13 Steps for Managing Flashbacks by Pete Walker, M.A.
- Say to yourself: "I am having a
flashback". Flashbacks take us into a timeless part of the psyche that
feels as helpless, hopeless and surrounded by danger as we were in
childhood. The feelings and sensations you are experiencing are past
memories that cannot hurt you now.
- Remind yourself: "I feel afraid but I am not
in danger! I am safe now, here in the present." Remember you are now in
the safety of the present, far from the danger of the past.
- Own your right/need to have boundaries.
Remind yourself that you do not have to allow anyone to mistreat you;
you are free to leave dangerous situations and protest unfair behavior.
- Speak reassuringly to the Inner Child. The
child needs to know that you love her unconditionally- that she can come
to you for comfort and protection when she feels lost and scared.
- Deconstruct eternity thinking: in
childhood, fear and abandonment felt endless - a safer future was
unimaginable. Remember the flashback will pass as it has many times
before.
- Remind yourself that you are in an adult
body with allies, skills and resources to protect you that you never had
as a child. [Feeling small and little is a sure sign of a flashback]
- Ease back into your body. Fear launches us into 'heady' worrying, or numbing and spacing out.
[a] Gently ask your body to Relax: feel each of your major muscle groups and softly encourage
them to relax. (Tightened musculature sends unnecessary danger signals to the brain)

###

Description of the task. According to the steps for managing flashbacks, what is a sure sign of a flashback?

[Point-per-instance localization data]
###

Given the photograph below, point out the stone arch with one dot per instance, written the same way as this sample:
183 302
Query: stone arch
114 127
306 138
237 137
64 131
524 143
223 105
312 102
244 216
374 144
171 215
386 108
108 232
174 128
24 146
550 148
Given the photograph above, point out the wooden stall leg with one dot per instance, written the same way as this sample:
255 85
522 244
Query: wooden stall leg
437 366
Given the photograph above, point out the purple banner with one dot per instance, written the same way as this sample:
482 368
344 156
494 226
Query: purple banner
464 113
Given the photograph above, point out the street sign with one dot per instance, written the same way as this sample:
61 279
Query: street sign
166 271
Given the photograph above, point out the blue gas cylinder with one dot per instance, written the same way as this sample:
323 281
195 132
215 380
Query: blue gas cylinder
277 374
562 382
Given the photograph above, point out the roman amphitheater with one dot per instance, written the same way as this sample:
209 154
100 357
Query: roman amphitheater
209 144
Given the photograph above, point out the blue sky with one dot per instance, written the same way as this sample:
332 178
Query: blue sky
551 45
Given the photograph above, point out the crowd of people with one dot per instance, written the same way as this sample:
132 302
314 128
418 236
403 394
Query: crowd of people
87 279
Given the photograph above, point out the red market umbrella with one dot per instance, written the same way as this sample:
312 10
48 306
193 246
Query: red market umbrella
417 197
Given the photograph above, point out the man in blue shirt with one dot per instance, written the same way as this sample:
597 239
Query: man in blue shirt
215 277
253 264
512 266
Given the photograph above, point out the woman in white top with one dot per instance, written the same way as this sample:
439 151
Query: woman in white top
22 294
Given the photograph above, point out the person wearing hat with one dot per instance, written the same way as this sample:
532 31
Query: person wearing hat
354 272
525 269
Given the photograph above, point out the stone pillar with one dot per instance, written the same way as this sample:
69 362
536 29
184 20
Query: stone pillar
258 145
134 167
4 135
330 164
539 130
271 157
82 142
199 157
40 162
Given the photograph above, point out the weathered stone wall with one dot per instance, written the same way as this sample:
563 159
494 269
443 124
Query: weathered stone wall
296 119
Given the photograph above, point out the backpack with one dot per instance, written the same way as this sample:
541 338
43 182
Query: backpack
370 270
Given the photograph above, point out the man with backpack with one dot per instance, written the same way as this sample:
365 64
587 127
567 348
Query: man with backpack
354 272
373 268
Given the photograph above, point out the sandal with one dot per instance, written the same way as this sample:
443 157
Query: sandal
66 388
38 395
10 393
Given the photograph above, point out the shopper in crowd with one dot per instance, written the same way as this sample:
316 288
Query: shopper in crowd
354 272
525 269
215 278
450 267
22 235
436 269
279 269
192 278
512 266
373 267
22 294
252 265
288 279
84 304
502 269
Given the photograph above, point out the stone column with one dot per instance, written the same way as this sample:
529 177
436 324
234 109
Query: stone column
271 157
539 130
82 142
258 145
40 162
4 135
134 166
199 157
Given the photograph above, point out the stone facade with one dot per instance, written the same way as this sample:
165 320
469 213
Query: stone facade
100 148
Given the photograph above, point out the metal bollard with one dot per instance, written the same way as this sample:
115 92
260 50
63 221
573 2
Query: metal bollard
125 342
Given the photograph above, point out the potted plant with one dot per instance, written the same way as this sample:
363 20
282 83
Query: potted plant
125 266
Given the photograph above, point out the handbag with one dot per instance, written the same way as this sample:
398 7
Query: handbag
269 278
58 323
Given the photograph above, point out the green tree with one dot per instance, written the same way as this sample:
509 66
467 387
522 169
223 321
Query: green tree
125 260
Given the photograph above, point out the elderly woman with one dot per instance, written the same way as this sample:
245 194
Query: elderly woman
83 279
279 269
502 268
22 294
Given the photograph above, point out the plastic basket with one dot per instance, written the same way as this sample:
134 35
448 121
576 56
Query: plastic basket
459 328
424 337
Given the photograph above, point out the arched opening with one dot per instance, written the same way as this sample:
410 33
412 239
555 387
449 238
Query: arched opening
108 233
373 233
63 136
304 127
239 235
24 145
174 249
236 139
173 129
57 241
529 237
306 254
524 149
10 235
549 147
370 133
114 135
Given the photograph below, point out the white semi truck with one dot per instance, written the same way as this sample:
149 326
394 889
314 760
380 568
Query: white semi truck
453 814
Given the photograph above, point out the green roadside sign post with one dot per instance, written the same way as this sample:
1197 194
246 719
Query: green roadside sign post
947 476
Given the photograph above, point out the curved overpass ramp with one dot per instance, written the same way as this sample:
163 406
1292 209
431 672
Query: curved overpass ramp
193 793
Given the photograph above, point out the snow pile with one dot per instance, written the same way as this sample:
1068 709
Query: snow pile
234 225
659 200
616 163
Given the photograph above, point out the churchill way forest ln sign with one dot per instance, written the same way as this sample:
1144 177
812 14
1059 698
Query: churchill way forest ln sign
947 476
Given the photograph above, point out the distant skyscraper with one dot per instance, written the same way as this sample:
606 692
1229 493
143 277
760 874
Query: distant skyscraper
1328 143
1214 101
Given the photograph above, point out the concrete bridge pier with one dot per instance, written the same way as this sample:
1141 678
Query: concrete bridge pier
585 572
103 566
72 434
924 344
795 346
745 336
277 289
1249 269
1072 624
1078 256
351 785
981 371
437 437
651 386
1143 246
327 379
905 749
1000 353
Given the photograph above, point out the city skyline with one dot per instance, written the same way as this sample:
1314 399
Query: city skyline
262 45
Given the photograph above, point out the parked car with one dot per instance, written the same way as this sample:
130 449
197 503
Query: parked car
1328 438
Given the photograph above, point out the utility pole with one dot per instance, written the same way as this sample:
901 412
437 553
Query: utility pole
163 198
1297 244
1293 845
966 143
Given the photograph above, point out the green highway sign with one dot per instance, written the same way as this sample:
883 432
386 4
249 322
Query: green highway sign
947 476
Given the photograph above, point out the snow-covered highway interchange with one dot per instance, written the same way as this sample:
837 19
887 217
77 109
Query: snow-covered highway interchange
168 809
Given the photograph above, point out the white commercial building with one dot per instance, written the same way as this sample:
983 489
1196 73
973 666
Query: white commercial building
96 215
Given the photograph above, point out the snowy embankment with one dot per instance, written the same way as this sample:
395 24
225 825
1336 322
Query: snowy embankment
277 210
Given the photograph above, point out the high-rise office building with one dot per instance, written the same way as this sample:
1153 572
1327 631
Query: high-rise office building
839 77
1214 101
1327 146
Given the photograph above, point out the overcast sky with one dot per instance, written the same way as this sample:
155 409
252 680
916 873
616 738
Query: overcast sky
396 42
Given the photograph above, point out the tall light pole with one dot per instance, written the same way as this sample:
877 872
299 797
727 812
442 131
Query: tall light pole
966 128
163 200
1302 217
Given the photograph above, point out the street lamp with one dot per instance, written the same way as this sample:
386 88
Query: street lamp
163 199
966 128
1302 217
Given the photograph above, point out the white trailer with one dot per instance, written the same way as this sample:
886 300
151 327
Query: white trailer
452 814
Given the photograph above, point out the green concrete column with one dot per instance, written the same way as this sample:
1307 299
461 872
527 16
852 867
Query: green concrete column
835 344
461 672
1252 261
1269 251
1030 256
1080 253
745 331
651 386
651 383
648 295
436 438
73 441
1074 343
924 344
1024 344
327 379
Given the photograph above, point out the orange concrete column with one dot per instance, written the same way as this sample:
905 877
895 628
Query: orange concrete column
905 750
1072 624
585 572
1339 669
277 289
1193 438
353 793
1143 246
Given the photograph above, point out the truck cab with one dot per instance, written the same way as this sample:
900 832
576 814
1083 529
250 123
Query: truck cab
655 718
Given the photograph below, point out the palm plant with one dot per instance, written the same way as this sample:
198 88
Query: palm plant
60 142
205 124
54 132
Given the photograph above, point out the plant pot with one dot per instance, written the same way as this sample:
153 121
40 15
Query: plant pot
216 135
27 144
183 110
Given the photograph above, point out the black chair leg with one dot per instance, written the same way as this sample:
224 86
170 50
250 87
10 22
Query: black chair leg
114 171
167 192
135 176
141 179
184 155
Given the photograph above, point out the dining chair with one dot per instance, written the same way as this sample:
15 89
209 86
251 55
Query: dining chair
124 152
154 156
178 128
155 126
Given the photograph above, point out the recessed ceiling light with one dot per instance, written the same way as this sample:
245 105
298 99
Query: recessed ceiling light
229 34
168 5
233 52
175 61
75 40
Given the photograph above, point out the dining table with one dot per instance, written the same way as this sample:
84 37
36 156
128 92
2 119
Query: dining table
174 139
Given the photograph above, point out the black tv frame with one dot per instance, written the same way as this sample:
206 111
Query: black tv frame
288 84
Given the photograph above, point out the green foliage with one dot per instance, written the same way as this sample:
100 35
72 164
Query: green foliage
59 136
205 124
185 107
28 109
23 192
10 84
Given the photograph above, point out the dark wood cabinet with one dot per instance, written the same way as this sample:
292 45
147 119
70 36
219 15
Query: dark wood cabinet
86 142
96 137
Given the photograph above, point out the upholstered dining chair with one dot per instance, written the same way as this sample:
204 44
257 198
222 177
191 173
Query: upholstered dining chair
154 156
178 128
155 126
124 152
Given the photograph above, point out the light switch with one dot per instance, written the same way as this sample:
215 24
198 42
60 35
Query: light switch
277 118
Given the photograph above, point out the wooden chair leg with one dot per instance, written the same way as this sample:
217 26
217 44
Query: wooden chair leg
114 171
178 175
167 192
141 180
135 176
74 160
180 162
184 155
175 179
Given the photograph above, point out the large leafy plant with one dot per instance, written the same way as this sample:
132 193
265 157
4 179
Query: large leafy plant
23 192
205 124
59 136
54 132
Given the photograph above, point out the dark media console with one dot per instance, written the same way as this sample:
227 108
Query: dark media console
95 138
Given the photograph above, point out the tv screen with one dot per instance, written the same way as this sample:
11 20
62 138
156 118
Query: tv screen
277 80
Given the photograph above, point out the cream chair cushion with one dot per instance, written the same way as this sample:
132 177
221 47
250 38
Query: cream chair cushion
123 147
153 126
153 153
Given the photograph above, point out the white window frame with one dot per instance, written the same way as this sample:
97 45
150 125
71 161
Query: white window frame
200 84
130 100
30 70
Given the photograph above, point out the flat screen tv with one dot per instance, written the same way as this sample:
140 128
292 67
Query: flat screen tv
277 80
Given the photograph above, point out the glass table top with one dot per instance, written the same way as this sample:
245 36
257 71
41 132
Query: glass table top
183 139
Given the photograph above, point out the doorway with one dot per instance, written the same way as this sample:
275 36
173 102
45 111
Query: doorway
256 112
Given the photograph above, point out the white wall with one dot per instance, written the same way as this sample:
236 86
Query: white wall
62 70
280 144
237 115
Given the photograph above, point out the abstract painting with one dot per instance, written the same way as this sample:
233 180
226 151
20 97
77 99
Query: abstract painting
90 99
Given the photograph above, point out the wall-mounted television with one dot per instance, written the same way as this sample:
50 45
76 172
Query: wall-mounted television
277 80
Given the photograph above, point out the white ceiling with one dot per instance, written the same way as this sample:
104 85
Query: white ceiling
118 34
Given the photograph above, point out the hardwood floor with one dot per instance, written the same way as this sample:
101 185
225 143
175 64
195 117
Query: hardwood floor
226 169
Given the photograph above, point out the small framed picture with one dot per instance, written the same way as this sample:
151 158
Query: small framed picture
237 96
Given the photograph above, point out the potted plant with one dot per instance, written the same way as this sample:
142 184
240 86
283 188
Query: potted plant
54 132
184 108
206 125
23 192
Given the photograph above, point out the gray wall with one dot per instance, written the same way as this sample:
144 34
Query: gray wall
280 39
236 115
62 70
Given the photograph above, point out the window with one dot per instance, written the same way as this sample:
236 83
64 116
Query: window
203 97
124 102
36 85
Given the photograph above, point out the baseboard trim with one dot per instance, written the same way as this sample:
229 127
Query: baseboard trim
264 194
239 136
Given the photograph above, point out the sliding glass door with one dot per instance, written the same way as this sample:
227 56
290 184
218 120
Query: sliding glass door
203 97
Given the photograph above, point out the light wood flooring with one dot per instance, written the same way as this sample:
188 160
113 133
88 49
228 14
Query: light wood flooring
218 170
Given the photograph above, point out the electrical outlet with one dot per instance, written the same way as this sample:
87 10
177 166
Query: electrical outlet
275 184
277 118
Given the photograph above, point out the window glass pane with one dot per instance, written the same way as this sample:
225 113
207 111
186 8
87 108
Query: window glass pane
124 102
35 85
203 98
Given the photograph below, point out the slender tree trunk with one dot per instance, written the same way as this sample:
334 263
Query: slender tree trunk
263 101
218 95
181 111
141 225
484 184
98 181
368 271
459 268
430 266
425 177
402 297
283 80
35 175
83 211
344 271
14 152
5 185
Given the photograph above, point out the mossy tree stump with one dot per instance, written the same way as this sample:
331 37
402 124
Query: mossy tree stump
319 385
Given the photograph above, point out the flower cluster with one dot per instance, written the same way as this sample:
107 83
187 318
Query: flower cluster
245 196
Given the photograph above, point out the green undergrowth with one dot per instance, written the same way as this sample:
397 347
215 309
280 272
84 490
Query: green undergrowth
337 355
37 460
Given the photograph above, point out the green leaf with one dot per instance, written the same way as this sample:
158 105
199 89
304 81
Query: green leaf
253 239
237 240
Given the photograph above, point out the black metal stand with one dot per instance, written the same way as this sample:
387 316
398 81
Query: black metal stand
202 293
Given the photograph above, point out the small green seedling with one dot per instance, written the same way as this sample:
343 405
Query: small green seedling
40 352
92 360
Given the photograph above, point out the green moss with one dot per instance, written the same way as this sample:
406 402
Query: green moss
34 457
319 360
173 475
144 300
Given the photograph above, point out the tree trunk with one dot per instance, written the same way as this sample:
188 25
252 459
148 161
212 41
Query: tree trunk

###

Task answer. Feeling small and little.